> **Exercise instructions**: Copy out every one of the records below line for line, changing nothing.

> **Given records**:

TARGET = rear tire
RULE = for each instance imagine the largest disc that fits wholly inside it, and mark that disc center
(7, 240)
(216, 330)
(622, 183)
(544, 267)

> **Reply to the exercise**:
TARGET = rear tire
RULE = for each instance imagine the largest disc that fits wholly inside it, and mark that disc center
(7, 240)
(216, 330)
(622, 183)
(544, 267)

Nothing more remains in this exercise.